*Task instructions:*
**a)** In the numpy filtering thread, what line of code does the posted solution use to filter the x values?
**b)** Write a continuation of the numpy filtering thread, starting after its last sentence.

*Reading text:*
↓↓↓

Related
Edit: I fixed y so that x,y have the same length
I don't understand much about programing but I have a giant mass of data to analyze and it has to be done in Python.
Say I have two arrays:
import numpy as np
x=np.array([1,2,3,4,5,6,7,8,9,10])
y=np.array([25,18,16,19,30,5,9,20,80,45])
and say I want to choose the values in y which are greater than 17, and keep only the values in x which has the same index as the left values in y. for example I want to erase the first value of y (25) and accordingly the matching value in x (1).
I tried this:
filter=np.where(y>17, 0, y)
but I don't know how to filter the x values accordingly (the actual data are much longer arrays so doing it "by hand" is basically imposible)
Solution: using #mozway tip, now that x,y have the same length the needed code is:
import numpy as np
x=np.array([1,2,3,4,5,6,7,8,9,10])
y=np.array([25,18,16,19,30,5,9,20,80,45])
x_filtered=x[y>17]
As your question is not fully clear and you did not provide the expected output, here are two possibilities:
filtering
Nunique arrays can be sliced by an array (iterable) of booleans.

↑↑↑

Entries from a pointing dataset:
↓↓↓

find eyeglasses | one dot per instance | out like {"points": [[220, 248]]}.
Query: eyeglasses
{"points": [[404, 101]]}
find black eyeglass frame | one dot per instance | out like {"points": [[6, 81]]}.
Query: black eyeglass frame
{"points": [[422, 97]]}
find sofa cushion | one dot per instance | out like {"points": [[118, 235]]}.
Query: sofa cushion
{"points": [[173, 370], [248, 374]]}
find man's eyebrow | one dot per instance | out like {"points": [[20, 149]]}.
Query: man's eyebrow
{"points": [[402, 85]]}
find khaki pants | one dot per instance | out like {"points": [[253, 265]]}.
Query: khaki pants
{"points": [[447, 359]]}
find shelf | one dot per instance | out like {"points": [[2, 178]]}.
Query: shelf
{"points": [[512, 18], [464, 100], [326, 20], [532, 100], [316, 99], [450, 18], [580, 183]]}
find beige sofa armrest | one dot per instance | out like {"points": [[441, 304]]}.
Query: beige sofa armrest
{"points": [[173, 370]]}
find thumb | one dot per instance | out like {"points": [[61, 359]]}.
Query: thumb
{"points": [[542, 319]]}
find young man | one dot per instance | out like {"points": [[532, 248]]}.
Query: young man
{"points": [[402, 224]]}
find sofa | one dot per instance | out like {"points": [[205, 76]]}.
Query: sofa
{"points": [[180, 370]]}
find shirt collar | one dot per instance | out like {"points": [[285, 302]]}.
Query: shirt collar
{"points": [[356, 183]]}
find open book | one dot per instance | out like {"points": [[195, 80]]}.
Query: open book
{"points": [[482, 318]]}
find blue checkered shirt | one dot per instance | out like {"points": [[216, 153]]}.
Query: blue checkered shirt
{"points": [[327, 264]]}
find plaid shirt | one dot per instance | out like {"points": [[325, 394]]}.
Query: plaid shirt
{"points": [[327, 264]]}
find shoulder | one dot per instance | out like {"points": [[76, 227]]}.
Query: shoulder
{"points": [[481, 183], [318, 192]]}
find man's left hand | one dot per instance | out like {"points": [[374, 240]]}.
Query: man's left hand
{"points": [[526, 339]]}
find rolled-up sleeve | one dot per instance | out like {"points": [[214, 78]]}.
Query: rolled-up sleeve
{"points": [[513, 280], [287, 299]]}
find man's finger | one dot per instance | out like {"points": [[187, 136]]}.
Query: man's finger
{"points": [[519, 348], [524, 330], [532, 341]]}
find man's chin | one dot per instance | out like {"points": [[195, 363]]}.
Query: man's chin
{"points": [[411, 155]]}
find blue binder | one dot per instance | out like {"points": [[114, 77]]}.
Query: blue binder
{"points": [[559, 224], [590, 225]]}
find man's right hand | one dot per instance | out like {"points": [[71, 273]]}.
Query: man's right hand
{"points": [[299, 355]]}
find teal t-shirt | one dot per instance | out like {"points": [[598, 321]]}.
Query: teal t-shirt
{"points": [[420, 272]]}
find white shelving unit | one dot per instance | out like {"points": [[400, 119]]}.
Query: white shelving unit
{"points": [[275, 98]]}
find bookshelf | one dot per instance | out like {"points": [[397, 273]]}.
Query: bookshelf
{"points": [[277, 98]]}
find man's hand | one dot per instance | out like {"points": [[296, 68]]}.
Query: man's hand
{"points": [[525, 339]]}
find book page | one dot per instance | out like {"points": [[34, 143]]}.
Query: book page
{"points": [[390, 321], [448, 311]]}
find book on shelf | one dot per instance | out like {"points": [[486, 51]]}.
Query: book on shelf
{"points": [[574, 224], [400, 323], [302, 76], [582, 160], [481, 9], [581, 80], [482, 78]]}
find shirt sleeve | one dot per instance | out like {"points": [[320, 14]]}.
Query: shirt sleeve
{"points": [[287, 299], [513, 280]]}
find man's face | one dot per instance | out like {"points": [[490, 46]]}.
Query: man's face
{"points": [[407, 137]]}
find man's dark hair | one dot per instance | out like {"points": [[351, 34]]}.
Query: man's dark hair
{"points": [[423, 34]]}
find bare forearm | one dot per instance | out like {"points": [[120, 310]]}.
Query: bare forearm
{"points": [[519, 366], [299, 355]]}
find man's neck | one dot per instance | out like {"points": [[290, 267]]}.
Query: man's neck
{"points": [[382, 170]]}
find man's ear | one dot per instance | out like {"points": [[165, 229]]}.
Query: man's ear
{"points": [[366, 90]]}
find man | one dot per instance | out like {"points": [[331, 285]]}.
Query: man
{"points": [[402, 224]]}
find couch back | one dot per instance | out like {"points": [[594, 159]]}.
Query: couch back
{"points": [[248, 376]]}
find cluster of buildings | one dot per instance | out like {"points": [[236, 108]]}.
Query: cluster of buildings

↑↑↑

*Task-by-task results:*
**a)** x_filtered=x[y>17]

**b)**
If the two arrays were the same length you could do:
x[y>17]
Here, xis longer than y so we first need to make it the same length:
import numpy as np
x=np.array([1,2,3,4,5,6,7,8,9,10])
y=np.array([25,18,16,19,30,5,9,20])
x[:len(y)][y>17]
Output: array([1, 2, 4, 5, 8])
replacement
To select between x and y based on a condition, use where:
np.where(y>17, x[:len(y)], y)
Output:
array([ 1, 2, 16, 4, 5, 5, 9, 8])
As someone with little experience in Numpy specifically, I wrote this answer before seeing #mozway's excellent answer for filtering. My answer works on more generic containers than Numpy's arrays, though it uses more concepts as a result. I'll attempt to explain each concept in enough detail for the answer to make sense.
TL;DR:
Please, definitely read the rest of the answer, it'll help you understand what's going on.
import numpy as np
x = np.array([1,2,3,4,5,6,7,8,9,10])
y = np.array([25,18,16,19,30,5,9,20])
filtered_x_list = []
filtered_y_list = []
for i in range(min(len(x), len(y))):
if y[i] > 17:
filtered_y_list.append(y[i])
filtered_x_list.append(x[i])
filtered_x = np.array(filtered_x_list)
filtered_y = np.array(filtered_y_list)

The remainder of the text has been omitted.